* _Work task_: Could you write the entries out again, exactly as they appear?
----- Supplied material -----
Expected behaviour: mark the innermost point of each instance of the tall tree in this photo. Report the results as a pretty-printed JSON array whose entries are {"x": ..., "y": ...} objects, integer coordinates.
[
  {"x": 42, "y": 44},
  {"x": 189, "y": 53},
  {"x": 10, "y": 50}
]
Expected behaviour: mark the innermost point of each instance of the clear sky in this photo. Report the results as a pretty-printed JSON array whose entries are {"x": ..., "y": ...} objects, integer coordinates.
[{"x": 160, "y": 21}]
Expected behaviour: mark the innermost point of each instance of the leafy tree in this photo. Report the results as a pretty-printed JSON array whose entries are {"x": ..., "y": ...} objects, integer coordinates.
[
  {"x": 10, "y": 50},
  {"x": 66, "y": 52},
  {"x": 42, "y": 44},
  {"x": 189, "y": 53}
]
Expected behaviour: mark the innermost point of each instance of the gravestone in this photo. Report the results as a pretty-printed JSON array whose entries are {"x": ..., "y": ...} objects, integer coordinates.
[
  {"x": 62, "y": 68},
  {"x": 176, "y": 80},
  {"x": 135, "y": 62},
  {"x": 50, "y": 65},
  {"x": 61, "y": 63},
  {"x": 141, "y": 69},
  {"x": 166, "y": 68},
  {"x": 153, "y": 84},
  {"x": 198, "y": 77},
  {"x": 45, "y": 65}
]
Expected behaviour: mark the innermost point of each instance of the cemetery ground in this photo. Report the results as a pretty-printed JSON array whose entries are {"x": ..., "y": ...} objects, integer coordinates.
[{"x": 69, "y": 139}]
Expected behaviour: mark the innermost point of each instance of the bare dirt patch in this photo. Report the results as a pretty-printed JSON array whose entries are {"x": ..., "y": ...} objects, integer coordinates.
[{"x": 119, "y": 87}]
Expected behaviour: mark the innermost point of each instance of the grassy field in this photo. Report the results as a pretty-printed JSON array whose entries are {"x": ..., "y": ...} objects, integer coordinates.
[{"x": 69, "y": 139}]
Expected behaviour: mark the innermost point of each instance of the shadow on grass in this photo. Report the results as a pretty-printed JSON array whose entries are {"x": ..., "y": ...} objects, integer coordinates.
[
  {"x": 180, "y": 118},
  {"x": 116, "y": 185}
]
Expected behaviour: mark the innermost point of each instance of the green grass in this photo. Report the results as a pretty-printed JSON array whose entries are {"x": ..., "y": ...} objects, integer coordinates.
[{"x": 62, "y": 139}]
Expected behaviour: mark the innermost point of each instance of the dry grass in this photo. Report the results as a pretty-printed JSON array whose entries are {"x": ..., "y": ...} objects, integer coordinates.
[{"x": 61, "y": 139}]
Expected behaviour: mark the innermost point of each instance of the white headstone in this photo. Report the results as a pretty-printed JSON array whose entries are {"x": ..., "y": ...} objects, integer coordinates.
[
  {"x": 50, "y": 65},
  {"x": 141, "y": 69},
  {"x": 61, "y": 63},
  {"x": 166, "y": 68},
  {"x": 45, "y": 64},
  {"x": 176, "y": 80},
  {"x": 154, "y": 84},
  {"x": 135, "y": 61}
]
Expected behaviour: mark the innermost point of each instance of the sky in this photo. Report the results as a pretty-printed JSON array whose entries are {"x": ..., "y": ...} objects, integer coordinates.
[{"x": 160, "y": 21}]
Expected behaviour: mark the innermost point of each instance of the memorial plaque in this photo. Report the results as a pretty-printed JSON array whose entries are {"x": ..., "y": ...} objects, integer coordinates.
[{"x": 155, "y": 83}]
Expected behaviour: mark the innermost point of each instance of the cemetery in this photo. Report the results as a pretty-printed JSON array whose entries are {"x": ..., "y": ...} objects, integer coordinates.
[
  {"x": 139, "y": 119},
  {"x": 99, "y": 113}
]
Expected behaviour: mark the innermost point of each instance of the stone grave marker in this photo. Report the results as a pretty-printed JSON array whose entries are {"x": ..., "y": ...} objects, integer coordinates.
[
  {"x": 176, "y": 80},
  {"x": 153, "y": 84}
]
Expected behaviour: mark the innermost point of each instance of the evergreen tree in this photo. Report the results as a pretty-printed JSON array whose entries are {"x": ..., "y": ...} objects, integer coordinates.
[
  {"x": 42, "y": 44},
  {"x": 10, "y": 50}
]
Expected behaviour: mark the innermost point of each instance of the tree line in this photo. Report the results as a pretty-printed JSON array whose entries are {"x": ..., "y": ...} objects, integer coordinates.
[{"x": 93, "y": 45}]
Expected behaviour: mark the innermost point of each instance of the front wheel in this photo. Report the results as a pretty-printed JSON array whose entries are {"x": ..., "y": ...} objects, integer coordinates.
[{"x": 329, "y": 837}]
-----
* _Solved exercise_:
Expected behaviour: mark the innermost point of each instance of the tall tree in this photo. Report the results as a pretty-printed JSON array whose entries are {"x": ..., "y": ...} objects, integer coordinates.
[
  {"x": 42, "y": 44},
  {"x": 189, "y": 53},
  {"x": 10, "y": 50}
]
Expected behaviour: mark the innermost point of each instance of the clear sky in this photo. Report the results as a pretty-printed JSON array whose entries are {"x": ..., "y": ...} objects, integer coordinates.
[{"x": 160, "y": 21}]
Expected behaviour: mark the innermost point of each instance of the leafy tree in this photo. Report the results as a pretty-printed JSON array whose entries are {"x": ..., "y": ...} objects, integer coordinates.
[
  {"x": 10, "y": 50},
  {"x": 66, "y": 52},
  {"x": 42, "y": 44},
  {"x": 189, "y": 53}
]
Expected behaviour: mark the innermost point of each instance of the gravestone in this photo. Report the results as a pretty-printed JSON array whose entries are {"x": ..., "y": ...} objects, integer coordinates.
[
  {"x": 62, "y": 68},
  {"x": 176, "y": 80},
  {"x": 135, "y": 62},
  {"x": 50, "y": 65},
  {"x": 61, "y": 63},
  {"x": 141, "y": 69},
  {"x": 166, "y": 68},
  {"x": 153, "y": 84},
  {"x": 198, "y": 77},
  {"x": 45, "y": 65}
]
Expected behaviour: mark the innermost point of each instance of the cemetery ground in this photo. Report the results as a pretty-printed JSON array whose entries are {"x": ..., "y": ...} objects, integer coordinates.
[{"x": 69, "y": 139}]
Expected behaviour: mark the innermost point of each instance of the bare dirt patch in this photo. Report the results as a pretty-printed JSON array whose entries are {"x": ..., "y": ...} objects, integer coordinates.
[{"x": 119, "y": 87}]
Expected behaviour: mark the innermost point of each instance of the grassy field in this photo. Report the results as a pretty-printed JSON array whose entries are {"x": ..., "y": ...} objects, integer coordinates.
[{"x": 69, "y": 139}]
Expected behaviour: mark the innermost point of each instance of the shadow on grass in this photo. Report the results as a pretty-printed JSON array whose entries are {"x": ..., "y": ...} objects, integer coordinates.
[
  {"x": 180, "y": 118},
  {"x": 116, "y": 185}
]
Expected behaviour: mark the innermost point of each instance of the green grass in this photo. Report the results as a pretty-printed JSON array whose entries are {"x": ..., "y": ...} objects, integer coordinates.
[{"x": 62, "y": 139}]
Expected behaviour: mark the innermost point of each instance of the dry grass in this photo. Report the results as a pretty-printed JSON array whose entries are {"x": ..., "y": ...} objects, integer coordinates.
[{"x": 61, "y": 139}]
Expected behaviour: mark the innermost point of each instance of the white headstone in this photo. Report the results as a pretty-printed JSON array whose entries are {"x": ..., "y": ...} objects, integer coordinates.
[
  {"x": 50, "y": 65},
  {"x": 141, "y": 69},
  {"x": 61, "y": 63},
  {"x": 166, "y": 68},
  {"x": 45, "y": 64},
  {"x": 176, "y": 80},
  {"x": 154, "y": 84},
  {"x": 135, "y": 61}
]
Expected behaviour: mark the innermost point of each instance of the sky in this photo. Report the results as a pretty-printed JSON array whose entries are {"x": ..., "y": ...} objects, integer coordinates.
[{"x": 160, "y": 21}]
Expected behaviour: mark the innermost point of each instance of the memorial plaque in this photo. Report the results as a pretty-printed JSON array whose entries are {"x": ..., "y": ...} objects, integer coordinates.
[{"x": 155, "y": 83}]
Expected behaviour: mark the innermost point of each instance of the cemetery in this photo. Report the results as a pretty-printed JSON array whose entries are {"x": ..., "y": ...} objects, integer coordinates.
[
  {"x": 139, "y": 119},
  {"x": 99, "y": 113}
]
Expected behaviour: mark the innermost point of each instance of the stone grave marker in this photo. Report the results as a pretty-printed JSON array whose entries are {"x": ..., "y": ...} objects, integer coordinates.
[
  {"x": 176, "y": 80},
  {"x": 153, "y": 84}
]
Expected behaviour: mark the innermost point of each instance of the evergreen tree in this photo. Report the results as a pretty-printed JSON array whose entries are {"x": ..., "y": ...} objects, integer coordinates.
[
  {"x": 42, "y": 44},
  {"x": 10, "y": 50}
]
Expected behaviour: mark the innermost point of each instance of the tree line in this photo. Report the results as a pretty-printed JSON array whose entries are {"x": ..., "y": ...} objects, integer coordinates.
[{"x": 93, "y": 45}]
Expected behaviour: mark the innermost point of each instance of the front wheel in this photo. Report the results as a pretty-printed JSON array whose entries are {"x": ..., "y": ...} objects, integer coordinates.
[{"x": 329, "y": 837}]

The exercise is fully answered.